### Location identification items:
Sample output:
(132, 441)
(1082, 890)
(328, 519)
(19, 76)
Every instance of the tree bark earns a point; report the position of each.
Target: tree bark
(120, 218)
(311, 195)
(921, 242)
---
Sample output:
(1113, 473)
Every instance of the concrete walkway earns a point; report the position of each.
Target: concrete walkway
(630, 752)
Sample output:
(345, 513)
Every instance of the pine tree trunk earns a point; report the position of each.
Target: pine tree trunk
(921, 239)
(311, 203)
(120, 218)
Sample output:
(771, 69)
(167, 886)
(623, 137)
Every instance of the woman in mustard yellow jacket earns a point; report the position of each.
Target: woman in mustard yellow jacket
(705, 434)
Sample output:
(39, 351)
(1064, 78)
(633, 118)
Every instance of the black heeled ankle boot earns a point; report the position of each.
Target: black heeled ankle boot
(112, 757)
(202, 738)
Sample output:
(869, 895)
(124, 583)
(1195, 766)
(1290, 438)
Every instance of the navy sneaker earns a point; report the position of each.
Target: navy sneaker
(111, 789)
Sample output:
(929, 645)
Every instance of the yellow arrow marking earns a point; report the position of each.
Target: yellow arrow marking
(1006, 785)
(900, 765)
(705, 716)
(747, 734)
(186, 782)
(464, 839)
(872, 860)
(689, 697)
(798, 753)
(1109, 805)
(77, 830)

### YOUR TASK:
Which lines above contain the word "Target" with matching case? Report each of those lines in full.

### ANSWER FOR THIS EXERCISE:
Target: tree bark
Target: concrete walkway
Target: pine tree trunk
Target: woman in mustard yellow jacket
Target: black heeled ankle boot
Target: navy sneaker
Target: yellow arrow marking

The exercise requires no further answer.